• [DIRECTIONS FOR THIS TASK]:
Across the data below, in how many lines does the word "face" appear? Give only the number.
START SUPPLIED INFORMATION
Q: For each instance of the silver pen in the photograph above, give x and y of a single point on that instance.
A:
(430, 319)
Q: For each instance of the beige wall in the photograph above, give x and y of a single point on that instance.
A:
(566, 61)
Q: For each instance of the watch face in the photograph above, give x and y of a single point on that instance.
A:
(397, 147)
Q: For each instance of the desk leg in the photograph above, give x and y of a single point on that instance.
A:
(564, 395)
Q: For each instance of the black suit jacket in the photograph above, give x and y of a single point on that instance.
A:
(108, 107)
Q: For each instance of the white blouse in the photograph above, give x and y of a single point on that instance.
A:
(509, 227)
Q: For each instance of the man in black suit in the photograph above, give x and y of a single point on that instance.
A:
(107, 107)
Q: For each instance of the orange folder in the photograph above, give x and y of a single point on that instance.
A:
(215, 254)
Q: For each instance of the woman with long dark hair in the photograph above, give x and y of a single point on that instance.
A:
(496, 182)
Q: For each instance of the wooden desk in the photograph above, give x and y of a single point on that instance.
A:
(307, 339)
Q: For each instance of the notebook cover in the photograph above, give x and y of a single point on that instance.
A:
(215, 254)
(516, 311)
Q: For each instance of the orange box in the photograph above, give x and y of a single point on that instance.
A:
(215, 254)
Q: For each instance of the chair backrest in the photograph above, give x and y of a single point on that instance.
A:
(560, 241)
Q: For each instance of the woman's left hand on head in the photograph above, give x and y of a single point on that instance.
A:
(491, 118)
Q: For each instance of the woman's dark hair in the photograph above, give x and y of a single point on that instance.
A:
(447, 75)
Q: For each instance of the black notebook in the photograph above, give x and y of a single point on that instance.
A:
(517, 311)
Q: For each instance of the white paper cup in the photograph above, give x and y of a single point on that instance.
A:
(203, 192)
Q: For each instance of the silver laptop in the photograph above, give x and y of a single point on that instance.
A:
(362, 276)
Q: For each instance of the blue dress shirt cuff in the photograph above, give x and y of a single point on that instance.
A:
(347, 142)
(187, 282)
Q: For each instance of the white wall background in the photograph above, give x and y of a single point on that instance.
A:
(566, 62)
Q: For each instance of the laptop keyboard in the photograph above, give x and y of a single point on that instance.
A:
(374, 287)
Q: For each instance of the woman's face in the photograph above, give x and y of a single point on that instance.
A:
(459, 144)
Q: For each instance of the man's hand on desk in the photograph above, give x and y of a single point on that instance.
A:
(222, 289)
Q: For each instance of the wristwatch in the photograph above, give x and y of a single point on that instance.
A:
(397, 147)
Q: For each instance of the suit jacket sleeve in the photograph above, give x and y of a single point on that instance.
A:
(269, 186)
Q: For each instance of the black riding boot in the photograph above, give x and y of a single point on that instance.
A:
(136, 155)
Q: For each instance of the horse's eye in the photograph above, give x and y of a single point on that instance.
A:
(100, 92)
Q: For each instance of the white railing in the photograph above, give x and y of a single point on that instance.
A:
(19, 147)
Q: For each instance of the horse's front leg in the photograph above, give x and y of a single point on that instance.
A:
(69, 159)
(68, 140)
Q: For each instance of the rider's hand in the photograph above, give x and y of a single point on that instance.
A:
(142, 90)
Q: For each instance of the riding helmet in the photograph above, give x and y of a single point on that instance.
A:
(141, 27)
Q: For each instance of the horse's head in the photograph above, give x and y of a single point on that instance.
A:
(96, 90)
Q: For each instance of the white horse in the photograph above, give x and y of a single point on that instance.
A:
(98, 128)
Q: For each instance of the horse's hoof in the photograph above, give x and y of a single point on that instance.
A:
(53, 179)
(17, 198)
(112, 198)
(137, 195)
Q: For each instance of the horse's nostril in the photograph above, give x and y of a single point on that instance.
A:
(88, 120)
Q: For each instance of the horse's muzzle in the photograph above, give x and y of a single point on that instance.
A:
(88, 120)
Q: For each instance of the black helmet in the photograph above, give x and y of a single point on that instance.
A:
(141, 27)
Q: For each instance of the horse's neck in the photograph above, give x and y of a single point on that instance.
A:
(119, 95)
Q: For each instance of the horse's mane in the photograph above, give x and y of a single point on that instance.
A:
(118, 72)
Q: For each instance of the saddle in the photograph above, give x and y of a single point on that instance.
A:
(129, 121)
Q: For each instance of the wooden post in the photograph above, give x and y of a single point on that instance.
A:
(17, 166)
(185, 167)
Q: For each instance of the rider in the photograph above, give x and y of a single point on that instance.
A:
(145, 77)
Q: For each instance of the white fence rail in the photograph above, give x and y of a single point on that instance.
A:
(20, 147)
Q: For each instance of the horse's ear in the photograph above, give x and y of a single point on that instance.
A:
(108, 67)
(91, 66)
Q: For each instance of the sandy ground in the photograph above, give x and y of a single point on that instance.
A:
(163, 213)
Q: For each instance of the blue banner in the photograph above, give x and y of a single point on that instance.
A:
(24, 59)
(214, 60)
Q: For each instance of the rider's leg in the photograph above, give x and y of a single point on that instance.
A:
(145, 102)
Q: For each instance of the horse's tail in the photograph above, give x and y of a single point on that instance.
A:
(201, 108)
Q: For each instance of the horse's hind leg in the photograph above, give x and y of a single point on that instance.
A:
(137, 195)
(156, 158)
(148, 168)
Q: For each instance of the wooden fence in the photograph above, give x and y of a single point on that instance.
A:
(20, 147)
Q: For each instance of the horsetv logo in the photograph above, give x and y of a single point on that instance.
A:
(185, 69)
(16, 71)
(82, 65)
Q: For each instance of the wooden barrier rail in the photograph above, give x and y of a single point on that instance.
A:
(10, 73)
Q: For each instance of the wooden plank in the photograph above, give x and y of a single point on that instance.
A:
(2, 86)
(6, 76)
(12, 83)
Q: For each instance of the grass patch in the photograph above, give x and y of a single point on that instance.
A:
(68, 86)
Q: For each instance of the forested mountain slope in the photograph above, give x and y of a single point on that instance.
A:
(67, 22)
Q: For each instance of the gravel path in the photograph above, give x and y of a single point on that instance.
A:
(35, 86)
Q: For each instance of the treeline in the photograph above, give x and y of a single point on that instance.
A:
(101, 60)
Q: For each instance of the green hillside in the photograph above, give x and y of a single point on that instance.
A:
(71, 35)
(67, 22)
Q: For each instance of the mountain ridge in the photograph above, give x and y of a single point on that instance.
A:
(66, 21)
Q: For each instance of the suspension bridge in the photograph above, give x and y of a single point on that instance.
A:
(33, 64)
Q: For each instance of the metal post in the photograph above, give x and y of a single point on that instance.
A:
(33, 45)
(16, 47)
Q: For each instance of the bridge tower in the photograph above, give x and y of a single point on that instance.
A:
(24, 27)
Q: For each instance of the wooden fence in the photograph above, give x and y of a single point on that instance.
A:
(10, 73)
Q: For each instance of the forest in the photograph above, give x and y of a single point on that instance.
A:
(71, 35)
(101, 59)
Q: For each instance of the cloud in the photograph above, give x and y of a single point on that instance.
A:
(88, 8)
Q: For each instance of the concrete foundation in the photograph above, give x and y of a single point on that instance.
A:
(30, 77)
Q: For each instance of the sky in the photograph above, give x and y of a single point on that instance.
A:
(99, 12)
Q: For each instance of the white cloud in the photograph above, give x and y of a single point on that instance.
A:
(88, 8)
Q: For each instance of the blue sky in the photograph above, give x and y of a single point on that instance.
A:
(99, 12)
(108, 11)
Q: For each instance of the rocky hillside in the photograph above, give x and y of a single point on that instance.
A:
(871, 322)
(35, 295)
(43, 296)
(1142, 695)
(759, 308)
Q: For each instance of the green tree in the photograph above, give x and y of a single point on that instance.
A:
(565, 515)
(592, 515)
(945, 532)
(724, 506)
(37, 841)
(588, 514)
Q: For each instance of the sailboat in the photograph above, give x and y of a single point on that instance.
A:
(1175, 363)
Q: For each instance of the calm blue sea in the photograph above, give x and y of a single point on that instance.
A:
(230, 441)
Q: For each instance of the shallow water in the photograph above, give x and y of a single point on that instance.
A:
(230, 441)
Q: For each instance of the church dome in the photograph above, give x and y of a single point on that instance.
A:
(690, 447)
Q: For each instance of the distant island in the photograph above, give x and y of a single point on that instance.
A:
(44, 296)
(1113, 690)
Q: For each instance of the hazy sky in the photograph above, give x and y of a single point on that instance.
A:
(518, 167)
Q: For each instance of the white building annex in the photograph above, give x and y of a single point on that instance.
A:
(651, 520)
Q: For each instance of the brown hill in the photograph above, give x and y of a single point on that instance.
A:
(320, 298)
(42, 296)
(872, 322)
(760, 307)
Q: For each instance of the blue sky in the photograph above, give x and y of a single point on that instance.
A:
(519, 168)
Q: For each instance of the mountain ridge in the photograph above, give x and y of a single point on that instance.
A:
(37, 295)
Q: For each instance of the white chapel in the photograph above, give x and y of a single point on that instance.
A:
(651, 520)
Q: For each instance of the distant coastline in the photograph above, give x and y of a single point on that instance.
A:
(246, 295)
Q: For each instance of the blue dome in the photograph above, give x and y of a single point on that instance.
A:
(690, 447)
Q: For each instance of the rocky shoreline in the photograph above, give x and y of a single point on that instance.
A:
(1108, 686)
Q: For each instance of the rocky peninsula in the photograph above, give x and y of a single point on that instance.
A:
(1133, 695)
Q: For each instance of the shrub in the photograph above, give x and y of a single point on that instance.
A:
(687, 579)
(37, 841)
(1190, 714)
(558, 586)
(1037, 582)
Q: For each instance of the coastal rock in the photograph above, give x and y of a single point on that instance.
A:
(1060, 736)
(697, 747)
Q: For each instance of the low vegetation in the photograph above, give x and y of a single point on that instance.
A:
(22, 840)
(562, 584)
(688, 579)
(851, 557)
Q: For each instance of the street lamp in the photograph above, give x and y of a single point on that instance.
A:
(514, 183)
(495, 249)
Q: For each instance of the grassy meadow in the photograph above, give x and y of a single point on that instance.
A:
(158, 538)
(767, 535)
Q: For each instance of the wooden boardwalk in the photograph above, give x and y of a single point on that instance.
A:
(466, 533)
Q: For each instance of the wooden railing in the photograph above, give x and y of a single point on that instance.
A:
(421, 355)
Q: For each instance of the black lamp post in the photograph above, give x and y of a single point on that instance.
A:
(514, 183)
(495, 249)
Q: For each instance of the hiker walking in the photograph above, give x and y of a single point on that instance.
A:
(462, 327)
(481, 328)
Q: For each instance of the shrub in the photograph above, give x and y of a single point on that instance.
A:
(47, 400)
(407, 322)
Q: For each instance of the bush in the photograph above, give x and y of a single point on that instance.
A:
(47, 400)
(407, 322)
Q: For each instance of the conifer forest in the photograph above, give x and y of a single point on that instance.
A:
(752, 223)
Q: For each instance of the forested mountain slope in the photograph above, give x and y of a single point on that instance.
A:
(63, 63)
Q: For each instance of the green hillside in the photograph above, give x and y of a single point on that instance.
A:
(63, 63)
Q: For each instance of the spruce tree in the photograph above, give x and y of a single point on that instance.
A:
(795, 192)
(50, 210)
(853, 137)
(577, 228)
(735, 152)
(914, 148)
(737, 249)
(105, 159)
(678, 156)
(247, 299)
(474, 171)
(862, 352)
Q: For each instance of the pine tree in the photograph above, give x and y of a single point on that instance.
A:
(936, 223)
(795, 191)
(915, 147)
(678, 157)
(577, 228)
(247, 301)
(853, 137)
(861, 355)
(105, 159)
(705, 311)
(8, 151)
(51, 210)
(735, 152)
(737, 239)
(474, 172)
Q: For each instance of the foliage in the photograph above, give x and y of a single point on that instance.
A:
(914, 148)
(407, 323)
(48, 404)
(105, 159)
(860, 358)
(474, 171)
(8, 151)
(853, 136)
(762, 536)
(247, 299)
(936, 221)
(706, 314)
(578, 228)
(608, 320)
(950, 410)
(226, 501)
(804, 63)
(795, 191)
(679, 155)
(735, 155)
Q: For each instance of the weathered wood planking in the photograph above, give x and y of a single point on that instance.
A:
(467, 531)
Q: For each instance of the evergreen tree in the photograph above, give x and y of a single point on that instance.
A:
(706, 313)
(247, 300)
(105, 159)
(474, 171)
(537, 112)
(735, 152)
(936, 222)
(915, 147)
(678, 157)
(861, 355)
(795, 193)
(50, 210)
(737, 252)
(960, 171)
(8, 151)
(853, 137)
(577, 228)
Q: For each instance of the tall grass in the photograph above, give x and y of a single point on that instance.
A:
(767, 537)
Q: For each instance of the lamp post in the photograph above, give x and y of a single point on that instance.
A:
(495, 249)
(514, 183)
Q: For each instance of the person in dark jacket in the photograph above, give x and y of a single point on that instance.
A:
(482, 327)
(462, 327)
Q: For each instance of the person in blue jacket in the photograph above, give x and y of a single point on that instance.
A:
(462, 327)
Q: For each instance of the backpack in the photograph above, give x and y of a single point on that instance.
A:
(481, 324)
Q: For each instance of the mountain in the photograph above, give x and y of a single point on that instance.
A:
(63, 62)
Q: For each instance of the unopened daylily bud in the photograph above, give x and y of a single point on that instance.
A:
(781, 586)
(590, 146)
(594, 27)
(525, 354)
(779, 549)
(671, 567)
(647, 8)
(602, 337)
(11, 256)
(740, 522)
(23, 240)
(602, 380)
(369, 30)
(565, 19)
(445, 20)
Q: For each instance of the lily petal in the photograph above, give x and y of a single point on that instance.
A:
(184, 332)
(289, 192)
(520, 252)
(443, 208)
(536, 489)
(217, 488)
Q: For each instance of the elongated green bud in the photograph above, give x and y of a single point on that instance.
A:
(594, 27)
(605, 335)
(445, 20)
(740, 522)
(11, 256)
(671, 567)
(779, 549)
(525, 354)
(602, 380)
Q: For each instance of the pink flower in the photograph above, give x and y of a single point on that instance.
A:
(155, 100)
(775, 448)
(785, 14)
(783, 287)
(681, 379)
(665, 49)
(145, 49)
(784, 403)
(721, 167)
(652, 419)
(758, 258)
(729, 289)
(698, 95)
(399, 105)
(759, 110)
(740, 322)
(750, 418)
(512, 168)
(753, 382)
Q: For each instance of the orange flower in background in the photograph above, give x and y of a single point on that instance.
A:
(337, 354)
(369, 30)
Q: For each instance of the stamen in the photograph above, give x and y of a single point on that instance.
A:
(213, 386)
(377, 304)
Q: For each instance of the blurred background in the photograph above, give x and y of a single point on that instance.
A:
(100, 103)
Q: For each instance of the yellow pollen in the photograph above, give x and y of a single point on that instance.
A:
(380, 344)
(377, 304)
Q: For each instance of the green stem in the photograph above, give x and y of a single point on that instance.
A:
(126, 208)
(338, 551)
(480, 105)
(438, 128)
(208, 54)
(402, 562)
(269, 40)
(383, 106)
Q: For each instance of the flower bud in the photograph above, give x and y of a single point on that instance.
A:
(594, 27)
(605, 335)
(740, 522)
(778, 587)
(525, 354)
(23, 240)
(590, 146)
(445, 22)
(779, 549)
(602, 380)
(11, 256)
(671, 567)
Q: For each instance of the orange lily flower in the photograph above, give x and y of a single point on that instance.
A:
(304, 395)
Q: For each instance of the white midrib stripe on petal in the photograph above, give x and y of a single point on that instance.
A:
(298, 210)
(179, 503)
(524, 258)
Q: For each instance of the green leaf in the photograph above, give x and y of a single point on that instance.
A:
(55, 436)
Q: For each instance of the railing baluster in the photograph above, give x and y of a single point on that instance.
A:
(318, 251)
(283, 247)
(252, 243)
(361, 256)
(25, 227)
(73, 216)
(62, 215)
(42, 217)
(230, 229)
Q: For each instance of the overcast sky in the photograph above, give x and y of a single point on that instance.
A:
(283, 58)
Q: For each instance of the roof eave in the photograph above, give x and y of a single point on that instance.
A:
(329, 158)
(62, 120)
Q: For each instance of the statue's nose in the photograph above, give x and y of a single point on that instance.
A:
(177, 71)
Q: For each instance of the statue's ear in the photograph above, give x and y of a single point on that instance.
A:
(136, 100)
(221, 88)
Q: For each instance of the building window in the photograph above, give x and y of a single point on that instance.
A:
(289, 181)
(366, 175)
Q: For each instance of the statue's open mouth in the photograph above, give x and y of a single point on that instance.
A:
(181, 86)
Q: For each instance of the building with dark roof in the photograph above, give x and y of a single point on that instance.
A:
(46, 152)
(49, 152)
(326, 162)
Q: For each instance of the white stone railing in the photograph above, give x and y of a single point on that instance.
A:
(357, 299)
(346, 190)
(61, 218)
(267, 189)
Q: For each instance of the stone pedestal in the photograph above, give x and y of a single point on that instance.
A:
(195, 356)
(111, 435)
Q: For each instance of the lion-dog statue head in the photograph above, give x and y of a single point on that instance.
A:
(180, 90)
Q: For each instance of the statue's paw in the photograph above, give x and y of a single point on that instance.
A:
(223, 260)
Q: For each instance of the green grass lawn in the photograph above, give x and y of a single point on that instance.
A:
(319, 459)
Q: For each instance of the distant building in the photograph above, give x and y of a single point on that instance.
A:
END SUPPLIED INFORMATION
• [RESPONSE AREA]:
2